- **Source document**:
****
Welcome to sunny (one so true) Townsville!

Townsville, Townsville, Townsville. What is there to be said about this sleepy little town where all the shops are closed on Sundays, where petrol is 10c cheaper than Sydney and where multi-laned roundabouts pollute the streets like toxic prawns in the Harbour? Well, that's about it actually.

James Cook University is a diamond in the rough of Townsville. One could quite happily live there and not need to venture outside the campus, as long as they didn't have various college activities requiring purchase of outrageous costumes. The Douglas Campus, as it is known, is quite small in comparison to many universities in Sydney. The med students complain about the ten minute walk from the college to the faraway Medical Sciences building. Of course, this arduous trip can be made in two minutes by car, which is an option a number of students choose.

The university is in the middle of a national park, meaning that a great variety of animals can be found mingling with the students. Bush turkeys are apparently quite fond of the smell of the refectory and can be found outside fairly often. Curlews, birds that look like kookaburras with stilts, enjoy late-night shrieking just outside the dorms and are thus the natural enemy of pre-exam students. Besides the birds, it is not uncommon to see kangaroos eating the grass next to your dining hall, butterflies trying to rape your sparkly fresher hat and cane toads hanging out in the puddle of washing machine water. Ahhh, such are the delights of nature.

Among the bizarre trees that congregate in the university grounds, there lie great tombstones...or at least, that's what the buildings look like anyway. There are a number of questionable architectural ventures, for example the Chemistry building looks...um...cheesy?

Can't even begin to imagine what they were thinking. Probably about lunch. We can't forget these beautiful window shades adorning several Humanities buildings. Note that this is the closest area to the colleges and takes a horrendous 3 minute walk from door to door.

The two general main lecture theatres are the HLT and CLT. The big sign outside the HLT says "Sir George Kneipp Auditorium" and the CLT hardly even has a sign, so it is only by word of mouth that we know where and what either actually is. Then there's the matter of what HLT and CLT really stand for. Most people get the 'Lecture Theatre' part out, but the H and the C are still a mystery even to the uni admin staff I asked. Upon asking a second year I solved the dilemma: "Huge Lecture Theatre" and "Crappy Lecture Theatre".
****
- **Extracted material**:
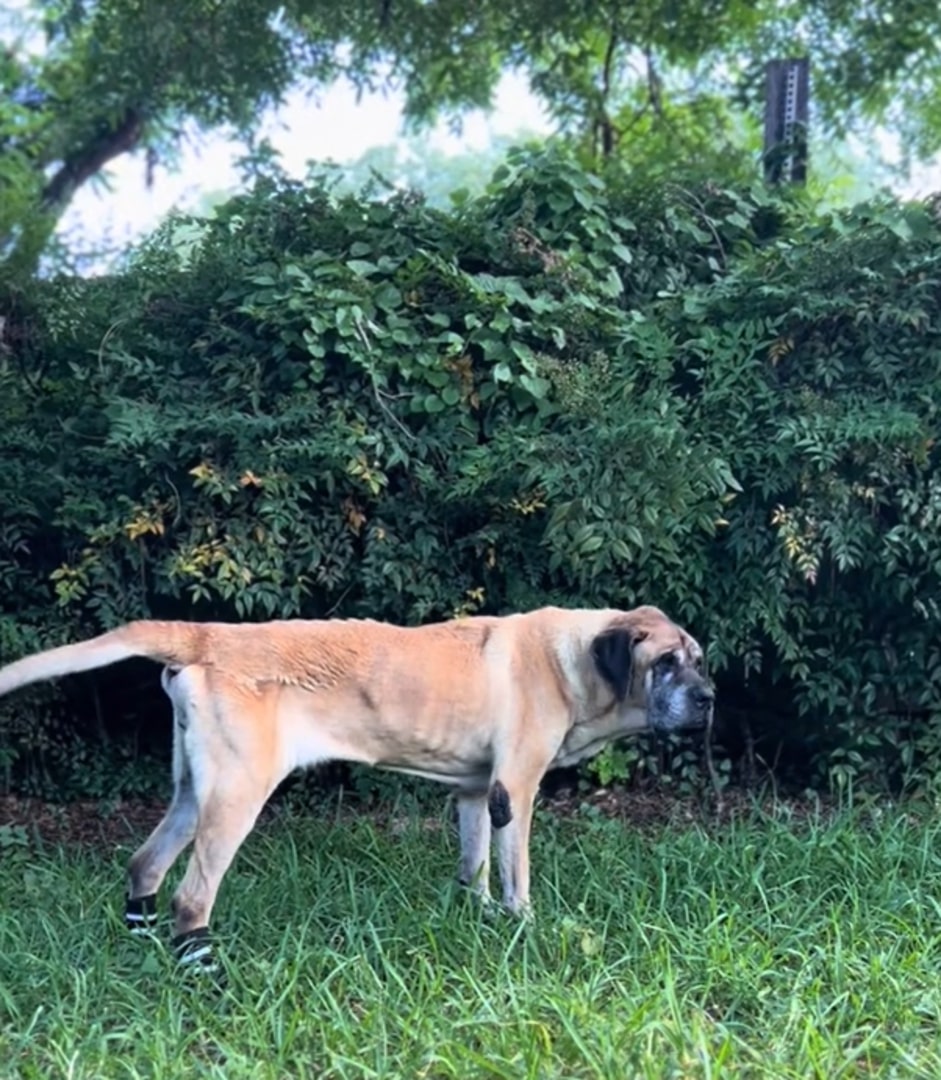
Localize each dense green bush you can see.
[0,151,941,793]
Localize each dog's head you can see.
[591,607,715,731]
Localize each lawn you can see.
[0,806,941,1080]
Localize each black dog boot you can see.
[171,927,220,975]
[124,892,157,936]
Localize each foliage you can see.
[0,0,941,272]
[0,149,941,794]
[0,804,941,1080]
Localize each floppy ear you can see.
[591,626,647,701]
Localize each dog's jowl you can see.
[0,607,713,966]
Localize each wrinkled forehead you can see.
[617,607,702,663]
[680,630,702,661]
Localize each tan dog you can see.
[0,607,713,962]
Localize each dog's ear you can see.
[591,626,647,701]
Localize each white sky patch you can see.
[58,75,551,259]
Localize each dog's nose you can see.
[693,686,715,713]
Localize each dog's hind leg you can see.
[124,672,198,934]
[172,686,286,970]
[457,792,490,904]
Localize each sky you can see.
[58,67,941,265]
[7,0,941,261]
[58,75,550,261]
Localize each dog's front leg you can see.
[457,792,490,904]
[490,785,537,915]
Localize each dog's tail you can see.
[0,621,207,697]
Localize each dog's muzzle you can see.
[648,671,715,732]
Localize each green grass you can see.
[0,810,941,1080]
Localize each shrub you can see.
[0,150,941,794]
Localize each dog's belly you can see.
[278,696,493,788]
[378,765,490,792]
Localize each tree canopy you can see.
[0,0,941,272]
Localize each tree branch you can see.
[42,109,144,212]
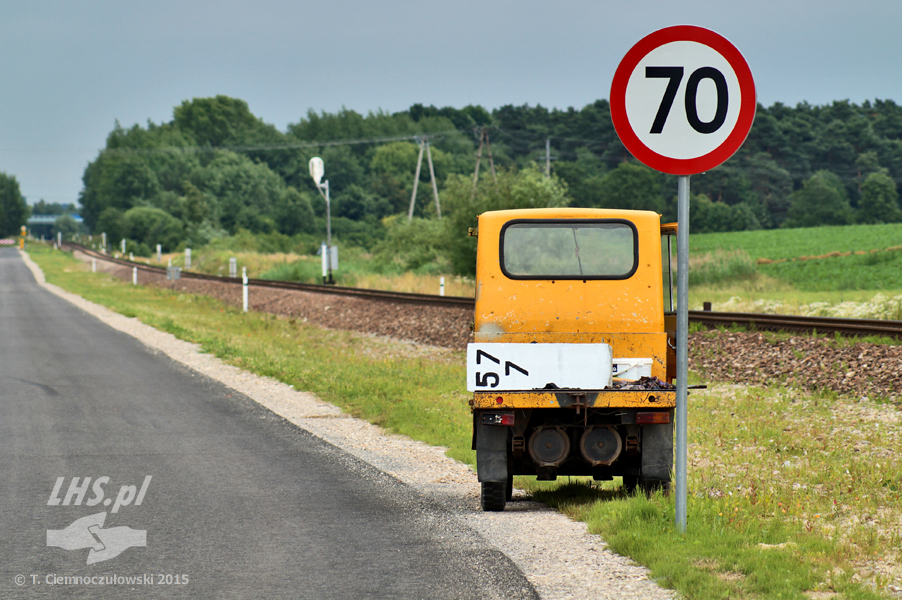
****
Continue the piece on Townsville and James Cook University, starting after its final sentence.

- **Exercise output**:
That's the uni sorted, what about the colleges? There are seven on-campus colleges and anyone who lives off campus wants to live on-campus. Until this week, I thought the movies had hammed college life up. I was wrong. It's even more crazy.

For example, take my college: The John Flynn College. John Flynn has its foundations based firmly on Christian values, and last year's fresher shirt read "Flynners do it like ANIMALS!". I've never come across the terms 'fresher' and 'fossil' in Australia until now. A fresher is a brand new shiny uni student and a fossil is a returning student. Upon arrival at John Flynn in 2006 all the freshers are greeted by the student executive committee and given a sparkly hat with their name on it. They are not to remove the hat unless showering or sleeping - it is to be worn at all times. Punishment for not wearing it varies from standing on a chair and singing Mary had a Little Lamb to pushups and having to introduce yourself to everyone with a megaphone, among others. There are many variations of the sparkly hat in evidence. Showercaps, stripey bibs, foam visors, bandanas and dorky caps with the peak pointing up have all been used by the different colleges over the years.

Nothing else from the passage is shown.